WHAT TO PRODUCE: Select and copy each line from the rows below that contains the word "railing".

AVAILABLE DATA:

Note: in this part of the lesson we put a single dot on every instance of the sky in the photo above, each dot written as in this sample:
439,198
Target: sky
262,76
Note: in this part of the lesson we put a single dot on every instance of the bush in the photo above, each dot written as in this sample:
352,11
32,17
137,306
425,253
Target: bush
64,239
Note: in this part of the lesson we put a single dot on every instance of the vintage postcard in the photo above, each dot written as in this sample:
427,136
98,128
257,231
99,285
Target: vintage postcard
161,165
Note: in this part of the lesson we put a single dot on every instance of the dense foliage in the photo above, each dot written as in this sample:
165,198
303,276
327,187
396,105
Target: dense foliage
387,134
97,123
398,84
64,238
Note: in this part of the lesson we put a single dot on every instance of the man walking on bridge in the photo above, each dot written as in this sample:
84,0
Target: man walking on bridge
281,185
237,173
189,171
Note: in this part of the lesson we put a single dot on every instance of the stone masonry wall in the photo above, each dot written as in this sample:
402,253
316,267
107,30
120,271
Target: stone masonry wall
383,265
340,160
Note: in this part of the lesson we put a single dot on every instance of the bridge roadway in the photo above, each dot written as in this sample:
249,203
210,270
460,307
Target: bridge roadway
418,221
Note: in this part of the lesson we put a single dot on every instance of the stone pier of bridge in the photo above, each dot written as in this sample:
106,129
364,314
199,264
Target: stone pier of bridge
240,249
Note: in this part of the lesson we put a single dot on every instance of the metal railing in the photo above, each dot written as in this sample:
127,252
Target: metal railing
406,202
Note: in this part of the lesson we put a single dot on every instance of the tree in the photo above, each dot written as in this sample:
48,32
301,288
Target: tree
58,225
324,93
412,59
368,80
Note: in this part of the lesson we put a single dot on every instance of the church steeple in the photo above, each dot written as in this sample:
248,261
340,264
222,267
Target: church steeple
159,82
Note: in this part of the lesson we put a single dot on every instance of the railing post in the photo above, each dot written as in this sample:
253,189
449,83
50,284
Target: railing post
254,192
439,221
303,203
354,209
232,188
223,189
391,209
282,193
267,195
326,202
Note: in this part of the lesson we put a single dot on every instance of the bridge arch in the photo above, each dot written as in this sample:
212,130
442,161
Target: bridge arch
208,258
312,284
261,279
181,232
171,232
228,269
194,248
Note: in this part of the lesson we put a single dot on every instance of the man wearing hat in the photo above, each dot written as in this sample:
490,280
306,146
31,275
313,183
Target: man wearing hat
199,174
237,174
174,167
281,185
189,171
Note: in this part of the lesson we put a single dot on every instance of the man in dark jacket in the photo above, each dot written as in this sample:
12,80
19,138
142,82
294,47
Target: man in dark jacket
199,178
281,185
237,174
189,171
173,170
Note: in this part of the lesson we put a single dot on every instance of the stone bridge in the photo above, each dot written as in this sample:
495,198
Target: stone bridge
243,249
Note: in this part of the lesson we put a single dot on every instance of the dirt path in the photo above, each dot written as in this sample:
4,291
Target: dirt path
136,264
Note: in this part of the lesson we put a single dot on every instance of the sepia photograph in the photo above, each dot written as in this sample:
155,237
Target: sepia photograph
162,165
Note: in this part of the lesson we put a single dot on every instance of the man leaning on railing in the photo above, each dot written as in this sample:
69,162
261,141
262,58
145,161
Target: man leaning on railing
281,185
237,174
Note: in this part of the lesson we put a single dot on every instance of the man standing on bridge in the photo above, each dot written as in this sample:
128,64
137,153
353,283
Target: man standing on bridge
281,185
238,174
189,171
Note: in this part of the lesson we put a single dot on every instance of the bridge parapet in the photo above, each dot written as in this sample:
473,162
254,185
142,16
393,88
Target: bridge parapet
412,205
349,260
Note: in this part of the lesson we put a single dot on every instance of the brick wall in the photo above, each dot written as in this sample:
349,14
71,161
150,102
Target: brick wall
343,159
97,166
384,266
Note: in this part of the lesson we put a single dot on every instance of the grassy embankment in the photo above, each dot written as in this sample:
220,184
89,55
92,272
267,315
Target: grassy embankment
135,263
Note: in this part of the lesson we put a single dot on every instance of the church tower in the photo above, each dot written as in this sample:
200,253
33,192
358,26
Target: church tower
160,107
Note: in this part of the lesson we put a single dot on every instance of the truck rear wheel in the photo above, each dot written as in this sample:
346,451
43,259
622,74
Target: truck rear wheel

* * *

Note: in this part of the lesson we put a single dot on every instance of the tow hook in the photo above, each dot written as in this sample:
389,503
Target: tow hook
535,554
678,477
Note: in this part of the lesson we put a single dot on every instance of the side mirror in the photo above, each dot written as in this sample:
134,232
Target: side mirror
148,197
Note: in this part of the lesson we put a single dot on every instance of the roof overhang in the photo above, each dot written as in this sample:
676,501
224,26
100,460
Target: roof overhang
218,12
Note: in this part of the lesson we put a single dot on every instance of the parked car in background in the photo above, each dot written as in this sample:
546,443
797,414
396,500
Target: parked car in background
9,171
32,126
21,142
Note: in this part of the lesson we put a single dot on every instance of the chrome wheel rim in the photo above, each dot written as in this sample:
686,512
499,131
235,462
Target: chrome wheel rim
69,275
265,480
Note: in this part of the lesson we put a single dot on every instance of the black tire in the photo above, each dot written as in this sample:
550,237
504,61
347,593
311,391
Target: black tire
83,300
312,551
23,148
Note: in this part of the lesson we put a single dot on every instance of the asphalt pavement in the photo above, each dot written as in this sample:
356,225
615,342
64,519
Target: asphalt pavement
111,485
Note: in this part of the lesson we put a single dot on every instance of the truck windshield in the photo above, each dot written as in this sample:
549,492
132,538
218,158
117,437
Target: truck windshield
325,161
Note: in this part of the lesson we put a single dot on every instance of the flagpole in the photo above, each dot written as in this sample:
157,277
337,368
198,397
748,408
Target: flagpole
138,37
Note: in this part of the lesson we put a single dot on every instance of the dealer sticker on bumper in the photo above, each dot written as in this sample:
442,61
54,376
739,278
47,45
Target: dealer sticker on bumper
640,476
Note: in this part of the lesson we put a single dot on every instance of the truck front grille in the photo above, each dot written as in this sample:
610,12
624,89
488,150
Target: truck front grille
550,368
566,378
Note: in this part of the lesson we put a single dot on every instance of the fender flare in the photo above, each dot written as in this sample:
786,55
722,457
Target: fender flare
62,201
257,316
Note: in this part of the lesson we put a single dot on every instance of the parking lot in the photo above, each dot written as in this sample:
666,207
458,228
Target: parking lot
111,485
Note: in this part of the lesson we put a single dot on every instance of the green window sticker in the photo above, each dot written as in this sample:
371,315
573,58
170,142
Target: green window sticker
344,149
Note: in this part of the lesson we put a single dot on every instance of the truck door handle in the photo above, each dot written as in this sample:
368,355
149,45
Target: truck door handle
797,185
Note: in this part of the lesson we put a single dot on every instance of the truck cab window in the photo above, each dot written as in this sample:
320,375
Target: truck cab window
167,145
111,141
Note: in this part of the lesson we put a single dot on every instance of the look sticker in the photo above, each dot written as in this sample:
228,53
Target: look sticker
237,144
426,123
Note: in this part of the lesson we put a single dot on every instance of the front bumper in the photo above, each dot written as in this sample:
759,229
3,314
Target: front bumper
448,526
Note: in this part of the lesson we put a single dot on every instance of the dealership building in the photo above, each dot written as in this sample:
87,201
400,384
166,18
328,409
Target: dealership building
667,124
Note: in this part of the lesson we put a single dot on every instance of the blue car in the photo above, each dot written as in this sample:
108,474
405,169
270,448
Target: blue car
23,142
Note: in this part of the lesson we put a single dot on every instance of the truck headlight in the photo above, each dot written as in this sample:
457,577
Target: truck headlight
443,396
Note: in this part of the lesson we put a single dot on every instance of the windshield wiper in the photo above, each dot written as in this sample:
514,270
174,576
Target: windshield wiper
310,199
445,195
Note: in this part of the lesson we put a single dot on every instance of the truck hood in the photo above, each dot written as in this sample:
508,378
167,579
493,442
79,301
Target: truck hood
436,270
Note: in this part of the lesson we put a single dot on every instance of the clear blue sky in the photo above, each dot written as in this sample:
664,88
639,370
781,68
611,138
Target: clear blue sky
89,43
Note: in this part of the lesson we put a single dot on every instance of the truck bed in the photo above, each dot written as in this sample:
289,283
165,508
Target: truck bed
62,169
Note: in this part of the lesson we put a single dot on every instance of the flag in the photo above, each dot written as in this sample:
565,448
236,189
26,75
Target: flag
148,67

WRITTEN REPLY:
Note: in this part of the lesson we put a single dot on every instance of the metal railing in the photo above, each dot written as in this sample:
Target: metal railing
Note: in this part of the lesson we put a single dot on every instance of the railing post in the photo above, each dot written as in this sample:
Target: railing post
Note: in this part of the lesson we put a single dot on every instance of the man leaning on railing in the photo above, each dot written as in this sample:
Target: man leaning on railing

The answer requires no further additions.